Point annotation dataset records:
>> Start
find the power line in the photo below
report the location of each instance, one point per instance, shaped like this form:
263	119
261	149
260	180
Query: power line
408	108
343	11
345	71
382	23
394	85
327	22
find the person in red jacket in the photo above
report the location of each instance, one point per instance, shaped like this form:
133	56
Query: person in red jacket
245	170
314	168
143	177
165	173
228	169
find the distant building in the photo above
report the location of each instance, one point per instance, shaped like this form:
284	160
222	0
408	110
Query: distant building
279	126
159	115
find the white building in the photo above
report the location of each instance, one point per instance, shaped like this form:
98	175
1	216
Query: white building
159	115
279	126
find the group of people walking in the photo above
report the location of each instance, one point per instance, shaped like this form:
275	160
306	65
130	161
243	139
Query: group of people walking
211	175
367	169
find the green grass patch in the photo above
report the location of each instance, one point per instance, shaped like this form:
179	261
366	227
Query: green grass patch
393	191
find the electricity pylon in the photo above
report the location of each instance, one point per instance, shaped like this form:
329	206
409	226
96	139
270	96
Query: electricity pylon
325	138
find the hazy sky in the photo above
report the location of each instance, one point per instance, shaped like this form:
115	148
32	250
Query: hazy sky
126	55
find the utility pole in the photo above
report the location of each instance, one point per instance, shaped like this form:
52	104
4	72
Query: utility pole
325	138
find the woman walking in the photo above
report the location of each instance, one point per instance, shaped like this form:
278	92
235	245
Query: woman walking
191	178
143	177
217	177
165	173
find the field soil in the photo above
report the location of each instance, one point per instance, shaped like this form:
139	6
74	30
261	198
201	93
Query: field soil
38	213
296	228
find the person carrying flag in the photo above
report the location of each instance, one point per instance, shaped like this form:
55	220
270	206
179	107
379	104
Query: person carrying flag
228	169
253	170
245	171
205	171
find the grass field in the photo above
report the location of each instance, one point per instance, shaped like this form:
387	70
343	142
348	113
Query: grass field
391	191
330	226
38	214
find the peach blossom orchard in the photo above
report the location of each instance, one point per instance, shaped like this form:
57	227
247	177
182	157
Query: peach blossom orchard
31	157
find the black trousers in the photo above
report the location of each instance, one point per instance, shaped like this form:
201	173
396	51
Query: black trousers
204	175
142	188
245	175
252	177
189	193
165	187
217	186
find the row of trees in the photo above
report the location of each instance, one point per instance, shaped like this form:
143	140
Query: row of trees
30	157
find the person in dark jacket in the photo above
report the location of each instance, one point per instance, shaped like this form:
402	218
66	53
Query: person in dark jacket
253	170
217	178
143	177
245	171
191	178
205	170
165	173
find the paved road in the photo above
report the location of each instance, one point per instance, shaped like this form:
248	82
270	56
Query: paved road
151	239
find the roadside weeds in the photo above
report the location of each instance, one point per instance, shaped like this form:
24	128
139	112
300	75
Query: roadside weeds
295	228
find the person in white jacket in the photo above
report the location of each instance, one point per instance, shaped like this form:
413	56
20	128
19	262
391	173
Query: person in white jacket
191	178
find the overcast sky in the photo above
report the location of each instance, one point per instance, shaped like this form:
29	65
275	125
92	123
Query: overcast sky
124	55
>> End
The lines above should be duplicated exactly.

find the power line in the photo below
report the location of each instance, one point per instance, shaped like this form:
263	119
261	149
260	180
Query: power line
408	108
343	11
345	71
382	23
394	85
327	22
find the person in red jacket in the photo above
report the location of each instance, one point per instance, shaped like this form:
133	56
Query: person in red jacket
245	170
314	168
143	177
165	173
228	169
find the distant building in the photo above
report the location of each instance, one point per instance, shaped like this form:
284	160
222	0
408	110
Query: distant building
279	126
159	115
find the white building in the photo above
report the location of each instance, one point per instance, shaped like this form:
98	175
1	216
Query: white building
159	115
279	126
find the group of people walking in the photo above
report the location of each instance, one point per instance, shaped like this form:
275	160
306	65
130	161
243	139
Query: group of people walking
211	175
367	169
find the green grass patch in the photo above
report the location of each instance, one point per instance, shaped like this form:
179	261
366	227
Query: green grass patch
393	191
find the electricity pylon in the photo above
report the location of each instance, one point per instance, shaped like this form:
329	206
409	226
96	139
270	96
Query: electricity pylon
325	138
find the hazy sky in the photo above
report the location of each instance, one point per instance, shaped like this form:
115	148
32	250
Query: hazy sky
126	55
find the utility pole in the photo above
report the location of each instance, one point per instance, shaped like this form:
52	104
4	72
Query: utility pole
325	138
find the woman walking in the photo above
report the location of each instance, one point per instance, shaped like this form:
278	92
235	245
Query: woman walking
191	178
143	177
217	177
165	173
find the field soil in the photo above
report the location of each instance, one point per instance, shaped like this form:
139	6
74	30
261	198
201	93
Query: field soil
38	213
296	228
find the person carrying flag in the photo above
report the location of each instance, one point per instance, shaped like this form:
55	220
270	206
179	107
379	104
Query: person carrying flag
228	169
253	170
245	171
205	171
find the grass field in the photo above
report the location of each instance, one point per instance, shaped like this form:
387	70
343	142
348	113
Query: grass field
391	191
330	226
38	214
find the peach blossom orchard in the photo above
report the location of each instance, one point per instance, shaped like this form:
57	227
247	177
182	157
Query: peach blossom orchard
31	157
find the black trousers in the photo above
report the location of each instance, one point per instance, shaped like this form:
201	173
396	51
Query: black trousers
204	175
142	188
245	175
252	177
189	193
165	187
217	186
find the row of trees in the photo above
report the location of each instance, one point per instance, shaped like this form:
143	140
Query: row of trees
30	157
find the person in dark jacket in the photo above
report the location of each instance, one point per instance, shaped like this form:
402	218
66	53
Query: person in dark jacket
253	170
217	178
143	177
245	171
191	178
205	170
165	173
find the paved road in the photo above
report the location of each instance, one point per instance, shaped like this form:
248	82
270	56
Query: paved road
151	239
find the roadside weeds in the photo above
report the location of each instance, one point per instance, shaped like this form:
24	128
139	112
300	75
Query: roadside weeds
295	228
find the person in white jacket in the photo above
report the location of each instance, one point per instance, shaped like this form:
413	56
20	128
19	262
391	173
Query: person in white jacket
191	178
find the overcast sky in the photo above
report the location of each instance, one point per instance, shaped like this form:
29	65
275	125
92	123
Query: overcast sky
124	55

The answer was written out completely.